After the separation of his parents in 1932, Prince Michael Feodorovich went to live with his mother in Neuilly where he attended the École du Montcel school. Following the outbreak of World War II his family moved back to Biarritz. He served in the French infantry between 1945 and 1946 and accompanied the army of General Leclerc into Germany.

==Career==
For some time he worked for the Societé des Parfums of Lucien Lelong, who had been married to his aunt Princess Natalie Paley. In 1949, Prince Michael Feodorovich moved into the film industry working as an assistant director, later becoming a director of production. He worked, among others, with René Clair, Julien Duvivier and Henri-Georges Clouzot. Burt Lancaster, Tony Curtis, Gina Lollobrigida and Marlon Brando were some of the well-known actors who appeared in his films. In the 1950s the prince had an affair with actress Annabella (1907–1996), after the latter had divorced the American actor Tyrone Power. Their love affair lasted ten years, and despite their age difference the French actress would have liked to marry the prince. They later split, but Michael Feodorovich remained very attached to Annabella until her death.

After retiring from the industry in 1985 he spent his retirement living between Biarritz and Neuilly. After his second marriage he brought a house in L'Escala on the Costa Brava. Prince Michael Feodorovich joined the Romanov Family Association on its creation in 1979.

Task item A =>
Copy the passage about Prince Michael Feodorovich word for word. Begin at the words "After retiring from" and stop after the words "creation in 1979.".
Task item B =>
Answer these questions using the passage about Prince Michael Feodorovich:
(i) Which school did he attend in Neuilly?
(ii) In what year did he move into the film industry?
(iii) In what year did he retire from the industry?
Task item C =>
Write what comes next in the passage about Prince Michael Feodorovich, starting right after its last sentence.

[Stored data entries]

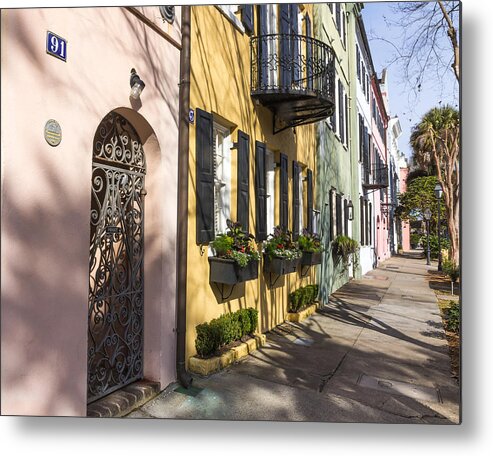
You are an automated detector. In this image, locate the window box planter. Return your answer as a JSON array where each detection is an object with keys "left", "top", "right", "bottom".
[
  {"left": 264, "top": 254, "right": 300, "bottom": 275},
  {"left": 301, "top": 252, "right": 322, "bottom": 266},
  {"left": 209, "top": 257, "right": 258, "bottom": 285}
]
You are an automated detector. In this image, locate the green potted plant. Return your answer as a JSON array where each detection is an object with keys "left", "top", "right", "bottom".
[
  {"left": 209, "top": 220, "right": 260, "bottom": 285},
  {"left": 442, "top": 260, "right": 460, "bottom": 294},
  {"left": 298, "top": 229, "right": 322, "bottom": 266},
  {"left": 332, "top": 235, "right": 359, "bottom": 275},
  {"left": 264, "top": 226, "right": 301, "bottom": 275}
]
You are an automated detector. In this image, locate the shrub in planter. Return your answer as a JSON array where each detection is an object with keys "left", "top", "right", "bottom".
[
  {"left": 445, "top": 301, "right": 460, "bottom": 333},
  {"left": 421, "top": 234, "right": 450, "bottom": 259},
  {"left": 332, "top": 235, "right": 359, "bottom": 275},
  {"left": 195, "top": 307, "right": 258, "bottom": 358},
  {"left": 288, "top": 285, "right": 318, "bottom": 313},
  {"left": 442, "top": 260, "right": 460, "bottom": 294}
]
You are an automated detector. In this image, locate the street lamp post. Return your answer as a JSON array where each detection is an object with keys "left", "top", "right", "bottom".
[
  {"left": 434, "top": 182, "right": 443, "bottom": 271},
  {"left": 424, "top": 208, "right": 431, "bottom": 266}
]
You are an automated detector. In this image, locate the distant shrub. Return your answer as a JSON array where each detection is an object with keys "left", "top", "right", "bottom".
[
  {"left": 195, "top": 307, "right": 258, "bottom": 358},
  {"left": 445, "top": 301, "right": 460, "bottom": 333},
  {"left": 288, "top": 285, "right": 318, "bottom": 313}
]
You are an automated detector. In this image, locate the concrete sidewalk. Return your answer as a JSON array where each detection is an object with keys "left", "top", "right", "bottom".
[{"left": 128, "top": 251, "right": 460, "bottom": 424}]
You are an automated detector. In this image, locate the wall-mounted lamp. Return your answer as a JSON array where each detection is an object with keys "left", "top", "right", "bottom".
[
  {"left": 130, "top": 68, "right": 146, "bottom": 100},
  {"left": 347, "top": 201, "right": 354, "bottom": 221}
]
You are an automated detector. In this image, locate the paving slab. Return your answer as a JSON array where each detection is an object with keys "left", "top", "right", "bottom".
[{"left": 125, "top": 251, "right": 460, "bottom": 424}]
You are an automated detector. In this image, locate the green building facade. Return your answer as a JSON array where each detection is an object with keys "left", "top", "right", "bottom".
[{"left": 314, "top": 3, "right": 362, "bottom": 301}]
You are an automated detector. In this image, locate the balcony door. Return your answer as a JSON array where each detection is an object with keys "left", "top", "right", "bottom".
[
  {"left": 259, "top": 4, "right": 279, "bottom": 89},
  {"left": 279, "top": 3, "right": 300, "bottom": 90}
]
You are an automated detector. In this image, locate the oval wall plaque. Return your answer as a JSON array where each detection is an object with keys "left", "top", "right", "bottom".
[{"left": 45, "top": 119, "right": 62, "bottom": 147}]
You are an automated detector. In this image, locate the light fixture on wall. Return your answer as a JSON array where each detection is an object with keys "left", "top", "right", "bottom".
[
  {"left": 130, "top": 68, "right": 146, "bottom": 100},
  {"left": 347, "top": 200, "right": 354, "bottom": 221}
]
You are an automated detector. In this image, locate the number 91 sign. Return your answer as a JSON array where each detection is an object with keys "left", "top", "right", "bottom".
[{"left": 46, "top": 31, "right": 67, "bottom": 62}]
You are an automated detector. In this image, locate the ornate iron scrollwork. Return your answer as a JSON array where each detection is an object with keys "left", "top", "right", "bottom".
[
  {"left": 250, "top": 34, "right": 335, "bottom": 131},
  {"left": 88, "top": 112, "right": 146, "bottom": 402}
]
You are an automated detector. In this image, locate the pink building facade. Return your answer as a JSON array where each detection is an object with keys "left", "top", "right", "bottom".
[
  {"left": 1, "top": 6, "right": 180, "bottom": 416},
  {"left": 371, "top": 75, "right": 391, "bottom": 264},
  {"left": 399, "top": 166, "right": 411, "bottom": 252}
]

Reply A =>
After retiring from the industry in 1985 he spent his retirement living between Biarritz and Neuilly. After his second marriage he brought a house in L'Escala on the Costa Brava. Prince Michael Feodorovich joined the Romanov Family Association on its creation in 1979.

Reply B =>
(i) The École du Montcel school.
(ii) 1949.
(iii) 1985.

Reply C =>
Prince Michael Feodorovich first visited Russia in 1990. He made another trip in 1994 to attend a book launch with the St Petersburg authorities looking to provide him with a house in return for his help in promoting Russian culture. When asked about the house he said "First the house, then I'll ask for a passport." He made another visit to Russia in 1997 to attend the opening of his Romanov photographic exhibition which was also attended by a number of his cousins. Prince Michael Feodorovich refused to attend with other members of the Imperial family, the burial of his great uncle Nicholas II as he doubted the bones were genuine. He later tried unsuccessfully to prevent the reburial of the remains in St Petersburg of his great-grandmother, the Dowager Empress Maria Feodorovna, as he felt that "members of the Imperial family who died in exile should stay where they passed away".

Prince Michael Feodorovich died in the 18th arrondissement of Paris at the age of 84. His cousin Prince Michael Andreevich of Russia died in Sydney on the same day.

==Marriages and children==
Prince Michael Feodorovich married firstly in Paris on 15 October 1958 Helga Friederike Magda Staufenberger (Vienna, 22 August 1926 - ?), daughter of Ludwig Staufenberger and his wife Friederike Marie Josepha Schmoll, daughter of the founder of the famous Schmoll company (cleaning products of all kinds). They had one son before divorcing in 1992.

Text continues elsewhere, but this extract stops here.